■ What you need to do
Output the lines below as a numbered list, omitting any blank lines.

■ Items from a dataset
———

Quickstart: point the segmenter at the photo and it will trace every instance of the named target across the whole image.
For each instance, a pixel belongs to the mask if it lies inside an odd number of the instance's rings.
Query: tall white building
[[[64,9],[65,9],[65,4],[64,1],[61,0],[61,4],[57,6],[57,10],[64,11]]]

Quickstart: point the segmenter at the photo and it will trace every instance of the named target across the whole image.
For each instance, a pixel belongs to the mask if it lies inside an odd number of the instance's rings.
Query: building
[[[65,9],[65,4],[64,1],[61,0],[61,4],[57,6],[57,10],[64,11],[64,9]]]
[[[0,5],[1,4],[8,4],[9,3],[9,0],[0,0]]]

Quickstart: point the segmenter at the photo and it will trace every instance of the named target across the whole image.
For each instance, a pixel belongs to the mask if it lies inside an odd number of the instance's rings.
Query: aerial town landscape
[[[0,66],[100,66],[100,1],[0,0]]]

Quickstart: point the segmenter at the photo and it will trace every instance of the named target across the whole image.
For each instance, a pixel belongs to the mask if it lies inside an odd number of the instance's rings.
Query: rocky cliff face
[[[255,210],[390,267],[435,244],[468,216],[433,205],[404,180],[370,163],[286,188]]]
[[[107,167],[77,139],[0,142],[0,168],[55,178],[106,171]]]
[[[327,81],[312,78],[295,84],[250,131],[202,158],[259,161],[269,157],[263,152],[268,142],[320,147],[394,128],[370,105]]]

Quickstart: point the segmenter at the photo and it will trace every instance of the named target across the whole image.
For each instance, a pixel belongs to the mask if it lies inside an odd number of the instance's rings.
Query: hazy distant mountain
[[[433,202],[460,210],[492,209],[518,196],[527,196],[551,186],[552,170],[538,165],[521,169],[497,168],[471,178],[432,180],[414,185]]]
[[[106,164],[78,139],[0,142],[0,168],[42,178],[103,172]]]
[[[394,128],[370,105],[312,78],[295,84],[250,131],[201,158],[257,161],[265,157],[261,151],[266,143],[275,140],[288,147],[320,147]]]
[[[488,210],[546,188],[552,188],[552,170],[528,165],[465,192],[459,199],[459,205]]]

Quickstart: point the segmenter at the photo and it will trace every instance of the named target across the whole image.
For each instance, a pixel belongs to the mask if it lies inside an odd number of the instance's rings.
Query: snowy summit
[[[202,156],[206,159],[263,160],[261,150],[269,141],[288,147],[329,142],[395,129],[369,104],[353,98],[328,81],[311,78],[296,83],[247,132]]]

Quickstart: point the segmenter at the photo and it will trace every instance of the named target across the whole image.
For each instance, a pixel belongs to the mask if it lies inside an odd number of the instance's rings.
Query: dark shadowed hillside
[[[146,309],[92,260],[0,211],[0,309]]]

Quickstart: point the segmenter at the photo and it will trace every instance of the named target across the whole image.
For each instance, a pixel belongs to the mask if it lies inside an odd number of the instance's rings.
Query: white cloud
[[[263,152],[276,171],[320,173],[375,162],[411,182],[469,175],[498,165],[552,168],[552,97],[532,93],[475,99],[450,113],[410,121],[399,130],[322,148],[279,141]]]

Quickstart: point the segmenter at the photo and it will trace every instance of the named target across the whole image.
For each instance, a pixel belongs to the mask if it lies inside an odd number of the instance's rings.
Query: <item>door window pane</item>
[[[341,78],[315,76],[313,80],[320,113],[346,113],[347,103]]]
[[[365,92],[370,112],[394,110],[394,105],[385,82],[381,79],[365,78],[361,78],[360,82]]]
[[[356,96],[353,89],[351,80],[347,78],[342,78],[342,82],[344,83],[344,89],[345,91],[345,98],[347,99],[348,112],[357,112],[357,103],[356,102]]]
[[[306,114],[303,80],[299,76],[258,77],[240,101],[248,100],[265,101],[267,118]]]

———

■ Answer below
1. Quickstart: point the segmenter at the photo and it will trace every instance of the named target across the whole image.
2. For each instance, a pixel belongs to the mask if it lies inside an odd number of the instance's rings.
3. Query: tall white building
4. [[[64,9],[65,9],[65,4],[64,1],[61,0],[61,4],[57,6],[57,10],[64,11]]]
5. Quickstart: point the segmenter at the photo and it will trace every instance of the named target across the whole image.
6. For each instance, a pixel belongs to the mask if it lies inside an odd number of the instance's rings.
7. Query: building
8. [[[65,9],[65,4],[64,1],[61,0],[61,4],[57,6],[57,10],[64,11],[64,9]]]
9. [[[0,5],[1,4],[8,4],[9,3],[9,0],[0,0]]]
10. Quickstart: point the segmenter at the photo and it will trace every instance of the named target across the whole image.
11. For each instance, a pixel belongs to the mask if it lies inside an odd number of the instance's rings.
12. Query: aerial town landscape
13. [[[0,66],[100,66],[100,1],[0,0]]]
14. Quickstart: point the segmenter at the photo and it will trace every instance of the named target across the whole image.
15. For each instance, a pixel belongs to the mask if it lies inside an odd number of the instance's rings.
16. Query: rocky cliff face
17. [[[255,210],[390,267],[435,244],[468,216],[433,205],[404,180],[370,163],[286,188]]]
18. [[[107,167],[77,139],[0,142],[0,168],[55,178],[106,171]]]
19. [[[327,81],[312,78],[295,84],[250,131],[202,158],[259,161],[269,157],[263,152],[268,142],[320,147],[394,128],[370,105]]]
20. Quickstart: point the segmenter at the photo and it will trace every instance of the named target across the whole image.
21. For each instance, a pixel belongs to the mask if it lies inside an odd number of the instance's rings.
22. Query: hazy distant mountain
23. [[[433,202],[460,210],[492,209],[518,196],[527,196],[551,186],[552,170],[538,165],[521,169],[497,168],[471,178],[432,180],[414,185]]]
24. [[[106,164],[78,139],[0,142],[0,168],[42,178],[103,172]]]
25. [[[394,128],[370,105],[312,78],[295,84],[250,131],[201,158],[257,161],[265,157],[261,151],[266,143],[275,140],[288,147],[320,147]]]
26. [[[488,210],[546,188],[552,188],[552,170],[528,165],[465,192],[459,199],[459,205]]]
27. Quickstart: point the segmenter at the photo and it will trace every instance of the named target across the whole image.
28. For each instance, a pixel belongs to the mask if it lies inside an odd number of the instance's rings.
29. Query: snowy summit
30. [[[202,156],[206,159],[263,160],[261,150],[269,141],[288,147],[329,142],[395,129],[369,104],[353,98],[328,81],[311,78],[296,83],[247,132]]]
31. Quickstart: point the segmenter at the photo and it will trace every instance of the named target across the whole image.
32. For each instance, a pixel belongs to the mask if it lies inside an odd number of the instance's rings.
33. Query: dark shadowed hillside
34. [[[146,309],[92,260],[0,211],[0,309]]]
35. Quickstart: point the segmenter at the photo and it will trace every instance of the named target across the whole image.
36. For each instance, a pixel belongs to the mask if it lies inside an odd number of the instance's rings.
37. Query: white cloud
38. [[[263,152],[276,171],[320,173],[375,162],[411,182],[469,175],[498,165],[552,168],[552,97],[532,93],[475,99],[450,113],[410,121],[399,130],[322,148],[279,141]]]
39. Quickstart: point the segmenter at the photo and it will trace every instance of the named target across the whole image.
40. For each instance, a pixel belongs to the mask if it lies inside an odd number of the instance's rings.
41. Query: <item>door window pane</item>
42. [[[341,78],[315,76],[313,80],[320,113],[346,113],[347,103]]]
43. [[[365,92],[370,112],[394,110],[394,105],[385,82],[381,79],[365,78],[361,78],[360,82]]]
44. [[[356,96],[353,89],[351,80],[347,78],[342,78],[342,82],[344,83],[344,89],[345,91],[345,98],[347,99],[348,112],[357,112],[357,103],[356,102]]]
45. [[[306,114],[303,80],[299,76],[258,77],[240,101],[248,100],[265,101],[267,118]]]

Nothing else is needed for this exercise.